Region annotation entries:
┄┄┄┄┄┄┄┄┄┄

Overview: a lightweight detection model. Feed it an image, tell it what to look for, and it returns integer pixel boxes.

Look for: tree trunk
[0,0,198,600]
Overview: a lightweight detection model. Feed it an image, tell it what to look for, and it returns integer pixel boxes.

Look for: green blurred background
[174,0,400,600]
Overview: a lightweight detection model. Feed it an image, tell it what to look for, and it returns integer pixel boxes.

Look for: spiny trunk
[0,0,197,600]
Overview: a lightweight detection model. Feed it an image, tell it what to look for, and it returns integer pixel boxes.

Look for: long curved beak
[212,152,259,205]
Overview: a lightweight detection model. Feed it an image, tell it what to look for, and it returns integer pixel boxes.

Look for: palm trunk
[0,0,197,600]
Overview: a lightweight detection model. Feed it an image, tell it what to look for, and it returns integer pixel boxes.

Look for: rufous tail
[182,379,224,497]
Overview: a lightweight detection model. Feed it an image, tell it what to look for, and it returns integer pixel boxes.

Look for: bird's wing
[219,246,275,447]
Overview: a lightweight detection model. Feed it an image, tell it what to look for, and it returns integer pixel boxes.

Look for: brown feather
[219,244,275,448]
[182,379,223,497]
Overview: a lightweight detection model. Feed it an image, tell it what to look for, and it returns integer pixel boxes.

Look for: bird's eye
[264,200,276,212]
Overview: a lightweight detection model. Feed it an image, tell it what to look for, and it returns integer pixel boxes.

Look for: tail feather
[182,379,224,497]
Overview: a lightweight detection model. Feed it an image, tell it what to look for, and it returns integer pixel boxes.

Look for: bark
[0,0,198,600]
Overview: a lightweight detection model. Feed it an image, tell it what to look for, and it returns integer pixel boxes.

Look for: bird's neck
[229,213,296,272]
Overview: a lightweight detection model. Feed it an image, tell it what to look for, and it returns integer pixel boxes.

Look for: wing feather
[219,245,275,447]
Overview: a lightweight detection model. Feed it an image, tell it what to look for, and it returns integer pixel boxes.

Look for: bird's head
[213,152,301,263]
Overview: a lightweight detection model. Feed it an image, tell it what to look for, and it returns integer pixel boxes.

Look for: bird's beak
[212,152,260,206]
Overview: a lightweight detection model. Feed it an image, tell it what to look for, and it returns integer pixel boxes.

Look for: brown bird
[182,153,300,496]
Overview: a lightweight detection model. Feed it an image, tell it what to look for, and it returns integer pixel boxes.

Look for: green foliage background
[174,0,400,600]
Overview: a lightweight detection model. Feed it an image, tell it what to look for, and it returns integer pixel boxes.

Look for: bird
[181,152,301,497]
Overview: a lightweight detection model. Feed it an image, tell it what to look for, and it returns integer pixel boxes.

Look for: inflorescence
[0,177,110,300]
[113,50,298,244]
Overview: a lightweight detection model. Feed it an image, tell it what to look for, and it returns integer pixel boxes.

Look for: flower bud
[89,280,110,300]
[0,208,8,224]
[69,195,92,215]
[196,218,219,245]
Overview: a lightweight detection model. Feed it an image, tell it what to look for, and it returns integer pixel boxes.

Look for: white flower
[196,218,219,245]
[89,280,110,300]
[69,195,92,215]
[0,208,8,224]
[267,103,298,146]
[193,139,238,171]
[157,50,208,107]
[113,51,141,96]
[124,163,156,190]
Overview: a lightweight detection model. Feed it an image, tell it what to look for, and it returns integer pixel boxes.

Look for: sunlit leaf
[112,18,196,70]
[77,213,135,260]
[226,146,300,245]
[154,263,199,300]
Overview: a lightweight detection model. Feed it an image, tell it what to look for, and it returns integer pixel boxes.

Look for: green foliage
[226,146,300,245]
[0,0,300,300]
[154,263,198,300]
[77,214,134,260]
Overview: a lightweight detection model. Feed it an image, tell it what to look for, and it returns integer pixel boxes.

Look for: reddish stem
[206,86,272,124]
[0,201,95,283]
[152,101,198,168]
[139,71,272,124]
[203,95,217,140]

┄┄┄┄┄┄┄┄┄┄

▶ **Directions**
Pick out every line in the material above that contains the word "feather", and copy each one.

▶ **Solution to this task**
Look for: brown feather
Look for: tail feather
Look for: wing feather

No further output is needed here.